▶ [Reading text]:
__________
At the ended of the 2013 main event, Back to the Bricks founder and chair Hatch transferred chairmanship of the main event to Roberta Vasilow so as to spend more time on the statue project and chair next year's promotional tour. Vasilow served previously as chair, website and the gate committee (2009) then lead the Tune Up Party Week in 2011 followed by chairing the promotional tour in 2013. Also, the City of Flint indicated that it would not cover police patrols for which they received a few years of a C.S. Mott Foundation Grant to cover. Thus the organization was considering change the event format to another night of cruising on Friday night.

On December 8, 2013, General Motors announced five years of financial support for Back to the Bricks including the promotion tours and the Tune-Up Week. MSN Autos has declared Back to the Bricks a "Best auto events of 2014". On January 16, 2014, the Back to the Bricks announced new franchised satellite cruises in Cadillac and Mount Pleasant in conjunction with their Visitors Bureaus after having been stops on the Promo Tours for the last two years and not on the 2014 tours. In May 2014, the organization and Music in the Parks announced that the Friday night concert would be moved to the General Motors Weld Tool Center located in both the city and township of Grand Blanc for safety concerns and the end of the Friday night show. While the Flint Symphony Orchestra indicated that they would keep their performance downtown, but in front of Flint City Hall, with Flash Cadillac.

With the 2015 event, the Hot Ride High program debuted initiated by Dale Frey. At their December 3, 2015, press conference, the organization announced their 2016 promo tour and a new winter auto show, Chrome and Ice, for 2016.
__________
▶ [Source data]:
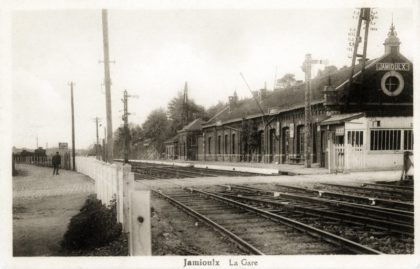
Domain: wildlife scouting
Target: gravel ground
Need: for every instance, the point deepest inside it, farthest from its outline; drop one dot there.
__________
▶ [Task list]:
[A] Based on the text on Back to the Bricks, say whether each statement agrees with it. Answer yes or no, and quote the words that decide it.
(i) General Motors announced five years of financial support for Back to the Bricks on December 8, 2013.
(ii) The Flint Symphony Orchestra moved its performance to the General Motors Weld Tool Center.
(iii) Dale Frey initiated the Hot Ride High program.
[B] Answer these questions from the text on Back to the Bricks:
(i) To whom did Hatch transfer chairmanship of the main event?
(ii) In which two places were new franchised satellite cruises announced on January 16, 2014?
(iii) What new winter auto show was announced for 2016?
Nothing in the listing is needed here.

▶ [List of solutions]:
[A]
(i) Yes: "On December 8, 2013, General Motors announced five years of financial support for Back to the Bricks"
(ii) No: "the Flint Symphony Orchestra indicated that they would keep their performance downtown, but in front of Flint City Hall"
(iii) Yes: "the Hot Ride High program debuted initiated by Dale Frey"

[B]
(i) Roberta Vasilow
(ii) Cadillac and Mount Pleasant
(iii) Chrome and Ice